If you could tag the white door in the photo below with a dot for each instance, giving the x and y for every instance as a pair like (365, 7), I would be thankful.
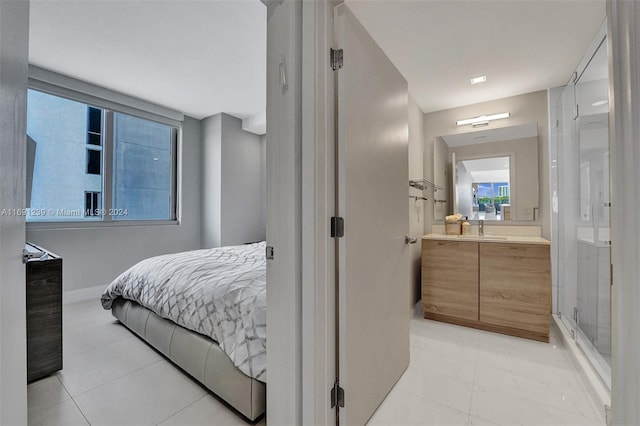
(373, 186)
(14, 33)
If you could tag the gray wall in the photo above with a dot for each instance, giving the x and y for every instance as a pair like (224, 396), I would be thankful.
(95, 256)
(233, 184)
(416, 209)
(524, 109)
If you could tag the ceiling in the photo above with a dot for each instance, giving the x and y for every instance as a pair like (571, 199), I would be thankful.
(492, 135)
(197, 57)
(520, 45)
(206, 57)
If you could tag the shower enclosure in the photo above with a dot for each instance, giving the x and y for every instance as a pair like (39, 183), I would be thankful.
(581, 209)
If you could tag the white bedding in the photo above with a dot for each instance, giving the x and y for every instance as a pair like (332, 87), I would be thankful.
(218, 292)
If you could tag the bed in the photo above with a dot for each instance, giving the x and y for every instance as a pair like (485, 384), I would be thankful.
(205, 310)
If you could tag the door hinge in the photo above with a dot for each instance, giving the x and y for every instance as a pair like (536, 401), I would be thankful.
(610, 273)
(336, 59)
(337, 227)
(337, 395)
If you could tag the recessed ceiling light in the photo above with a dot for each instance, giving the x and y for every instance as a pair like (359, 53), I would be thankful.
(480, 79)
(483, 119)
★ ★ ★ ★ ★ ★ ★
Update the part of the data that opens with the line containing "If you could tag the door" and closes at the end of the data by replacing "door hinge" with "hinge", changing nothing else. Give back only those lines.

- Response for this exercise -
If you could tag the hinge in the photo above with a dot for each instance, giving the x and y for every instance as a pair like (536, 401), I would be thankful.
(610, 273)
(336, 59)
(337, 227)
(337, 395)
If you could tag the recessed ceiling light in the photo above with a dot for each instance, giving the x and y for every instance as a pair like (359, 53), I would be thankful.
(480, 79)
(483, 119)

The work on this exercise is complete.